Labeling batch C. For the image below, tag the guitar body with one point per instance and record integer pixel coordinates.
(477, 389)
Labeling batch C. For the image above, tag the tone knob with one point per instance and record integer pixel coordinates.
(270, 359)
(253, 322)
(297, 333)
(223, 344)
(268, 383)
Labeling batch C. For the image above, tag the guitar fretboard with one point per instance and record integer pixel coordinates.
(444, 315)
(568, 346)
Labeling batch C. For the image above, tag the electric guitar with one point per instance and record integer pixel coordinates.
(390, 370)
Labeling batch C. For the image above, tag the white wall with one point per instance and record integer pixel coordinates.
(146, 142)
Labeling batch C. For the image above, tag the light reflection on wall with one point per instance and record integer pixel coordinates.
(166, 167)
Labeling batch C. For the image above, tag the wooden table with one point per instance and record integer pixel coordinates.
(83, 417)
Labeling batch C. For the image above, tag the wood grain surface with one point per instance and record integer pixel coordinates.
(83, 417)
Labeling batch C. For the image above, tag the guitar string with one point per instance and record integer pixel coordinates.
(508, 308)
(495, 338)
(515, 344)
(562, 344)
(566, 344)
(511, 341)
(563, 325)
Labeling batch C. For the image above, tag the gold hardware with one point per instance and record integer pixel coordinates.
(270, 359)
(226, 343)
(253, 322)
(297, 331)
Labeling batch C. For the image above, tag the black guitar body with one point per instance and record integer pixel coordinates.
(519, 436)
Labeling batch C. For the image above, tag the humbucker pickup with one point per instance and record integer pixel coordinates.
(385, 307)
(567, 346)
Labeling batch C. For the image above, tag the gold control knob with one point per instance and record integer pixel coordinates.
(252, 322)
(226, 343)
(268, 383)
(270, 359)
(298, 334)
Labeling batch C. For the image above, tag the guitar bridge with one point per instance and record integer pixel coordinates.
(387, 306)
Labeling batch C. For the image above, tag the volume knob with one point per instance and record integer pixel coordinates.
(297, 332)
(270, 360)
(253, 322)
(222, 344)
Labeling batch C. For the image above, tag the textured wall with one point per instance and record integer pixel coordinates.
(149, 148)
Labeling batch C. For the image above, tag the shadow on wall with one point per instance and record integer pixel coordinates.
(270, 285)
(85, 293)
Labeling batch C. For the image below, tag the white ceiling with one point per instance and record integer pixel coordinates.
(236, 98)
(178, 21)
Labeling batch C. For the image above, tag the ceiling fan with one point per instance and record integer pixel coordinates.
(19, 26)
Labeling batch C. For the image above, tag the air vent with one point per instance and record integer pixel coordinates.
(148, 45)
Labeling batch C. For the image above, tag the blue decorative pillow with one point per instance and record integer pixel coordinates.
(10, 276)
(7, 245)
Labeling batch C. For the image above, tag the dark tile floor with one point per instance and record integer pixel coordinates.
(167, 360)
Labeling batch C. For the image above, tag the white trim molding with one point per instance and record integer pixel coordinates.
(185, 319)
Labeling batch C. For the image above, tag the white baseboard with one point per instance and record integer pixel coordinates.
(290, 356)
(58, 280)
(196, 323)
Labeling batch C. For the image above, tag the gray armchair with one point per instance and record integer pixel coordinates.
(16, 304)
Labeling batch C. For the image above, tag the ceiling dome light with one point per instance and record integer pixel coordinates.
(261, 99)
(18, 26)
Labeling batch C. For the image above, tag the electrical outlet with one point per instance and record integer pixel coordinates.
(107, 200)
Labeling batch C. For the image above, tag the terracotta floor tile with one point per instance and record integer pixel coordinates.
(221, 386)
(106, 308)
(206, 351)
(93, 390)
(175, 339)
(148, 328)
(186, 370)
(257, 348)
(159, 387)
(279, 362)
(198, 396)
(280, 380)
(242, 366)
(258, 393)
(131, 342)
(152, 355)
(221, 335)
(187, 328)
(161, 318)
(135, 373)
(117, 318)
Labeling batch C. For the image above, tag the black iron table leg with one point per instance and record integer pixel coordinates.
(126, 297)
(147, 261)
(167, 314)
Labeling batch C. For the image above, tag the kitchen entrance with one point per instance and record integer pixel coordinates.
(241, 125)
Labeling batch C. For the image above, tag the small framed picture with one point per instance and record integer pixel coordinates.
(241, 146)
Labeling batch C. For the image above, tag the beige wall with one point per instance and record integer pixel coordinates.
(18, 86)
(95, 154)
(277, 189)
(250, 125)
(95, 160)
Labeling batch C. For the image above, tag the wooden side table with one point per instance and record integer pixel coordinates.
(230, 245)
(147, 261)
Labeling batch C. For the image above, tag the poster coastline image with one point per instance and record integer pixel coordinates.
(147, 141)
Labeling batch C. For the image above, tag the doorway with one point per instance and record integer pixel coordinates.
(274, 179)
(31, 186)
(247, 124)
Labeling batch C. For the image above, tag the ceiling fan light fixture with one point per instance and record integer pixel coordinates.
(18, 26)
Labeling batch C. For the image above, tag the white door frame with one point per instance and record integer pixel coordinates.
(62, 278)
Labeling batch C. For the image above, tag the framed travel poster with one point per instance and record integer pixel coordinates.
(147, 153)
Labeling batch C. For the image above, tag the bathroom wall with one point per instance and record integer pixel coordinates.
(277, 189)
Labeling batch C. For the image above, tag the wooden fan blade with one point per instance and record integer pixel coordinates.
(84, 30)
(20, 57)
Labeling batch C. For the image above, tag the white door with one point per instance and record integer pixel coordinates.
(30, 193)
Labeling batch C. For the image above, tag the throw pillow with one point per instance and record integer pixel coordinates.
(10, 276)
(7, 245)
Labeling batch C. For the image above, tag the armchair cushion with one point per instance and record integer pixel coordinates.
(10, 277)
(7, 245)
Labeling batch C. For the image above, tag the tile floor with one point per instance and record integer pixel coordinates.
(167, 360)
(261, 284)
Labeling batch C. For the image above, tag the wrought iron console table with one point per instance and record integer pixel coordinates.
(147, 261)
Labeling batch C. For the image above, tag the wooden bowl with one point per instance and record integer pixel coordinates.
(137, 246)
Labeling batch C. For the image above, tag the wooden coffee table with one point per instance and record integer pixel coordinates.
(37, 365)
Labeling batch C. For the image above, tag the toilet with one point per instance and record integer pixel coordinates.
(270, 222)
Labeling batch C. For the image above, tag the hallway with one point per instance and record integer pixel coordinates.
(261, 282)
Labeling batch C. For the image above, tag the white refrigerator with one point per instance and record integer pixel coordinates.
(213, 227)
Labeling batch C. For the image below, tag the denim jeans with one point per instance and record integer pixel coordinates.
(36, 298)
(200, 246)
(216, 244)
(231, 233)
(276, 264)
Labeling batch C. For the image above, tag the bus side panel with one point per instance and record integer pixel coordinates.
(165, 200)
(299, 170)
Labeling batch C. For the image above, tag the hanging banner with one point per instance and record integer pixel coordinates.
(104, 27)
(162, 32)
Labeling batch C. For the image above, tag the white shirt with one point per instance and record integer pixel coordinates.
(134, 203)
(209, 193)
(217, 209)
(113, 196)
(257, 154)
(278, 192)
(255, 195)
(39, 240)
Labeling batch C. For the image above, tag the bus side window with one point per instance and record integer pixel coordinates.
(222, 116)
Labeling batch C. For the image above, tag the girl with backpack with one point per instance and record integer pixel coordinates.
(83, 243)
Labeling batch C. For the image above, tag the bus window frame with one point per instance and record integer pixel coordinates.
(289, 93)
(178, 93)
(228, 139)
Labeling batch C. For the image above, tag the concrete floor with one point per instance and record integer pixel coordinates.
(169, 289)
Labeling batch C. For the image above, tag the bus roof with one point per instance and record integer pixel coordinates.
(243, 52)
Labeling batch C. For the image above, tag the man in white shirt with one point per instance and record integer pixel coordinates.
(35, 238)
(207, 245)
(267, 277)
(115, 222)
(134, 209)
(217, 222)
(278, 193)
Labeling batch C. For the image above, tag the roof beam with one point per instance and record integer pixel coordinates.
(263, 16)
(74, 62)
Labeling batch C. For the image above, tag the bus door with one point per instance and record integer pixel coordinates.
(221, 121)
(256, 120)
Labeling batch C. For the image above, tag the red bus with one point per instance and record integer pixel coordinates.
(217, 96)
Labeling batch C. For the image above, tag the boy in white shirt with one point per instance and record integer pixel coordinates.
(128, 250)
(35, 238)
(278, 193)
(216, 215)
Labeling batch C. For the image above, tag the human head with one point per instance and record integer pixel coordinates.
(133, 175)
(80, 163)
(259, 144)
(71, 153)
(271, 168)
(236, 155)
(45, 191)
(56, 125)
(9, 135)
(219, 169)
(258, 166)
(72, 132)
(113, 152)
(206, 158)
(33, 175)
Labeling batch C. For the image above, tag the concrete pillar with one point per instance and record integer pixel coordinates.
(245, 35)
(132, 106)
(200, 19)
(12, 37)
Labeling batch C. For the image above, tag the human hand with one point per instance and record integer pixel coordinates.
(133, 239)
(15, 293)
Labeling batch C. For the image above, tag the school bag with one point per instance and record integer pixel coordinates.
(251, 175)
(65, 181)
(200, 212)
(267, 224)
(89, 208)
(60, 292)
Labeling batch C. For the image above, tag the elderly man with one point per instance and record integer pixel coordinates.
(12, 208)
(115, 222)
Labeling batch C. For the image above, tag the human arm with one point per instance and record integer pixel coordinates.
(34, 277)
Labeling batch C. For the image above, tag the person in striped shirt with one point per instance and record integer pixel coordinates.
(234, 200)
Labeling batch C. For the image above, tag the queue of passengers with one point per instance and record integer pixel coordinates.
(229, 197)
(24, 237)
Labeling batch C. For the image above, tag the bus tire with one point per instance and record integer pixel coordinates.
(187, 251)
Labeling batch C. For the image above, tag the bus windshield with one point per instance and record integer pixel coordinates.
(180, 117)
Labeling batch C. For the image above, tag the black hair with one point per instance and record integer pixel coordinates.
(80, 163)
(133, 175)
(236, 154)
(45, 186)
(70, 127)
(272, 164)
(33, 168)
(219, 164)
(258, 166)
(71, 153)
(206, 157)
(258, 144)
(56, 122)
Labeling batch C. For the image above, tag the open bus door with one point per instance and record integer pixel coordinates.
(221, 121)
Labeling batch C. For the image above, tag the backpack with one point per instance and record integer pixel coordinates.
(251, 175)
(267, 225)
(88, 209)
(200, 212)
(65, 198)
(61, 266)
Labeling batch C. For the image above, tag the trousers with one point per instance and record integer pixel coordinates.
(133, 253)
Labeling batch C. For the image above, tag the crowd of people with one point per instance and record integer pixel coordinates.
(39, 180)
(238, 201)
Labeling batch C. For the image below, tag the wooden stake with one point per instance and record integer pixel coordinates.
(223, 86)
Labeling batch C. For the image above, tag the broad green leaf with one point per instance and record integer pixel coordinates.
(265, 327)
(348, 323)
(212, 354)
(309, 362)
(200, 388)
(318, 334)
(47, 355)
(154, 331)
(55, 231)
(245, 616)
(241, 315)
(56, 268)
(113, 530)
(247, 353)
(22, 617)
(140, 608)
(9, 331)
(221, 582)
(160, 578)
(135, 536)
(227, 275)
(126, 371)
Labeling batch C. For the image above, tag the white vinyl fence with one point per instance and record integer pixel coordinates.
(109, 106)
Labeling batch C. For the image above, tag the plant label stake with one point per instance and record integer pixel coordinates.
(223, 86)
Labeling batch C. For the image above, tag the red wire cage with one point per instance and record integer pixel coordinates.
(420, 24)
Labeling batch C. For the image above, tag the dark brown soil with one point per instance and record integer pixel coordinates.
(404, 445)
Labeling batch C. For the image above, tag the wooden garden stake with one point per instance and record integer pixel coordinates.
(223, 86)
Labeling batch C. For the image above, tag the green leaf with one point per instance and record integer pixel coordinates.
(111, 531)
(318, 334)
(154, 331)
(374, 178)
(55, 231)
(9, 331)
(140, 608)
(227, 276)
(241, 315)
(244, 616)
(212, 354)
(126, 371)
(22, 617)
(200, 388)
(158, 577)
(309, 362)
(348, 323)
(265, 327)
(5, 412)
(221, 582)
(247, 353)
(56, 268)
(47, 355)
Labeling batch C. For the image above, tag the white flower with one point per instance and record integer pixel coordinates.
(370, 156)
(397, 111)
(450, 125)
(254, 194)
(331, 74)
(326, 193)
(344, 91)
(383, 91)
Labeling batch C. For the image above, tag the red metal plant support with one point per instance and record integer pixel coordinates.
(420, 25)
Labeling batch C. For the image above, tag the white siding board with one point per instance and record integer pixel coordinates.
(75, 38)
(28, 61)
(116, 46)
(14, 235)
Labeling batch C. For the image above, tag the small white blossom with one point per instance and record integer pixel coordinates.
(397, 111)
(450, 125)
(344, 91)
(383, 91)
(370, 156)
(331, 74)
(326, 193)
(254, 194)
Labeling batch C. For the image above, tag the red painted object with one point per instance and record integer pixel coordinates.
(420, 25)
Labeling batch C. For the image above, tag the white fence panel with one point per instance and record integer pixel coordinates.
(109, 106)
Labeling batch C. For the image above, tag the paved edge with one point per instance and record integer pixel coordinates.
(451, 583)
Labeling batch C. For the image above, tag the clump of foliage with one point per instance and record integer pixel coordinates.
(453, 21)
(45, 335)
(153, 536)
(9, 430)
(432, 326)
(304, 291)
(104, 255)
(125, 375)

____________________

What this task involves>
Return verbatim the rows from the line containing "Labeling batch C. For the image above, tag the clump" through the last row, both ends included.

Reply to the task>
Labeling batch C. For the image above, tag the clump of foliage with one point per instance and record integer pixel coordinates.
(453, 21)
(45, 335)
(153, 536)
(9, 430)
(432, 326)
(304, 291)
(104, 255)
(125, 375)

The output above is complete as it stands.